_Problem details_:
Write the listing out once more, with every line exactly as it stands.

** Opening Information supplied block **

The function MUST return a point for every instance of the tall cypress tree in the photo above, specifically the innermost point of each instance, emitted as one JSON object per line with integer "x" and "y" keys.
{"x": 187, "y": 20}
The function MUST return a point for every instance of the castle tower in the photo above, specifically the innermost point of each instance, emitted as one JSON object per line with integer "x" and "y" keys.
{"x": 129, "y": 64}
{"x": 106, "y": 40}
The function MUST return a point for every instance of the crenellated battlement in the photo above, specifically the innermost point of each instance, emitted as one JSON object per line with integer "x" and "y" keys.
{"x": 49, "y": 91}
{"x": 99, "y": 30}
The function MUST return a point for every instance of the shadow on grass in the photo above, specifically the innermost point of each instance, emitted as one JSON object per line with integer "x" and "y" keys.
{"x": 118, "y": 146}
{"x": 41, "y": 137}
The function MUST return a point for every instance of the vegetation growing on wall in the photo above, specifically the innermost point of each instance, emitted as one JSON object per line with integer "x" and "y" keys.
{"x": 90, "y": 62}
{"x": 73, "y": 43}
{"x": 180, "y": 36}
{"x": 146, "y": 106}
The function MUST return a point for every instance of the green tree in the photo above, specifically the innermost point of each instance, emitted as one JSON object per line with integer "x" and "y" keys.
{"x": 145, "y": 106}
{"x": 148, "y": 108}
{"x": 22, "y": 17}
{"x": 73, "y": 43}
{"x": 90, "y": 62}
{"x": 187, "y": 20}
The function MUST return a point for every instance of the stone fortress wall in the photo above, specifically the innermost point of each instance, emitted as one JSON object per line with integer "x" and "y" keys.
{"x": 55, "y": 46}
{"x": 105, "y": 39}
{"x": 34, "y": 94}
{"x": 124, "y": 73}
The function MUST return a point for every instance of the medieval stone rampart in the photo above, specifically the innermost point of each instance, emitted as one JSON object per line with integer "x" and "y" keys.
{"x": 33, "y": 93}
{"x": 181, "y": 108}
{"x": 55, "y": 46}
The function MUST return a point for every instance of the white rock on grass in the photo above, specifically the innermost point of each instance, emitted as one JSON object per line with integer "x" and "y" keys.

** Closing Information supplied block **

_The completed task_:
The function MUST return a point for every instance of the tall cypress tree in the photo above, specifically the innermost point of each instance, emitted as one JSON object per line with integer "x" and "y" keys.
{"x": 187, "y": 20}
The function MUST return a point for every instance of the castle tower in the photo above, specifically the innermost point of each instance, emitted as one JSON object per line with integer "x" and "y" keys.
{"x": 129, "y": 64}
{"x": 106, "y": 40}
The function MUST return a point for every instance of the crenellated battlement in the photo above, specifically the innermost point of each instance, emitted as one JSON object per line with integer "x" and "y" keys.
{"x": 49, "y": 91}
{"x": 99, "y": 30}
The function MUST return a point for every instance of the shadow on grass in the photo above, specifically the innermost point of each instance, emitted as one JSON object per line with integer "x" and "y" keys.
{"x": 118, "y": 146}
{"x": 41, "y": 137}
The function MUST return a point for every instance of the vegetation growing on wall in the photo above, specifically the innermost point of each instance, emitted as one JSON object per line with integer "x" and "y" keys.
{"x": 90, "y": 62}
{"x": 73, "y": 43}
{"x": 180, "y": 36}
{"x": 146, "y": 106}
The function MUST return a point for every instance of the green tree in the photo above, specifically the innermost point of each instance, emitted as one JSON object per line with integer "x" and "y" keys.
{"x": 145, "y": 106}
{"x": 148, "y": 108}
{"x": 22, "y": 17}
{"x": 73, "y": 43}
{"x": 90, "y": 62}
{"x": 187, "y": 20}
The function MUST return a point for every instance of the stone fortress wall in the photo above, specifically the innermost point of each instance, emitted as one JSON object per line with integer "x" and "y" keys.
{"x": 55, "y": 46}
{"x": 105, "y": 39}
{"x": 34, "y": 94}
{"x": 124, "y": 73}
The function MUST return a point for every instance of the medieval stone rampart in the photo above, specifically the innermost point of each instance, emitted as one JSON object per line with integer "x" and "y" keys.
{"x": 33, "y": 93}
{"x": 181, "y": 108}
{"x": 55, "y": 46}
The function MUST return a point for every instance of the white rock on grass in the photo above, specifically the innermost point of each instance, emitted as one JSON object per line with integer "x" and "y" keys.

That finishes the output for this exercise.